(BRANO DI LETTURA):

:::

INGREDIENTI
Per i PICI
210 g di farina di grano tenero
150 g di semola rimacinata di
grano duro
180 ml di acqua tiepida
1 g di carbone vegetale
1 cucchiaino di semi di anice
1 presa di sale
1 cucchiaio di olio e.v.o.
Per il SUGO
1 piccione
60 g di rametti di ortica
1 pera (possibilmente la
picciòla dell’Amiata)
4 foglie di salvia
1 spicchio di aglio
1/2 bicchiere di aceto di mele e
lamponi
4 cipolline fresche
1 presa di sale
Olio e.v.o. q.b.
1 cucchiaino di amido di mais
1 cucchiaino di pepe rosa
40 g di panpepato senese
PREPARAZIONE
– Fate una fontana con le
farine, impastate e lavorate tutti gli ingredienti per 15 minuti, fino a
ottenere un panetto che lascerete riposare mezz’ora coperto con una ciotola.
– Nel frattempo togliete le
radici alle cipolle, lavatele bene sotto l'acqua corrente per togliere ogni residuo di terra e mettetele a bagno
in acqua.

:::

(OBIETTIVO):
Prosegui la ricetta dei pici con il sugo di piccione dal punto in cui si interrompe. I dati riportati qui sotto non sono necessari.

(SEZIONE DATI):
:::

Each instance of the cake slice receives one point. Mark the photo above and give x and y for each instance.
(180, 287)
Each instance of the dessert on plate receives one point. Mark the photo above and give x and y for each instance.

:::

(RISPOSTA ATTESA):
– Tagliate invece le cipolle in
fettine sottili e fatele imbiondire nell’olio insieme alle foglie di ortica
staccate dai rametti e sminuzzate (usate guanti di gomma per maneggiarle). Aggiungete
la pera tagliata a pezzetti e, poco dopo, acqua sufficiente per una cottura di
10 minuti.
– In un altro tegame mettete
aglio e salvia in olio caldo e poco dopo unite il piccione intero, pulito e
fiammeggiato, e le sue interiora. Quando il piccione sarà rosolato, versate
l’aceto e fate evaporare.
– Togliete le interiora e il
piccione; ricavatene la polpa e tritatela. Rimettetela in tegame e unite il
preparato di cipolla, ortica e pere. Fate cuocere ancora qualche minuto finché
la carne sarà tenera, aggiungendo eventualmente un po’ di brodo ottenuto
facendo cuocere in acqua la carcassa del piccione. A pochi minuti dalla fine,
unite anche le interiora; sciogliete l’amido in acqua o brodo e unitelo al sugo
per ‘legare’.
– Per fare i pici, stendete il
panetto alto circa 1 cm, tagliatene strisce larghe di 1 cm e ‘appiciate’, cioè
rotolatene dei pezzetti sulla spianatoia con le dita e le palme delle mani,
tirandoli e allungandoli, fino ad ottenere una sorta di spaghettoni. Durante la lavorazione, tenete la pasta e i pici sulla spianatoia cosparsa di semola e
coperta con un canovaccio.
– Mentre i pici ‘riposano’,
tagliate a pezzetti il panpepato e mettetelo in forno a 190° per 10 minuti.
Quando è freddo, polverizzatelo in un mortaio o con un mixer.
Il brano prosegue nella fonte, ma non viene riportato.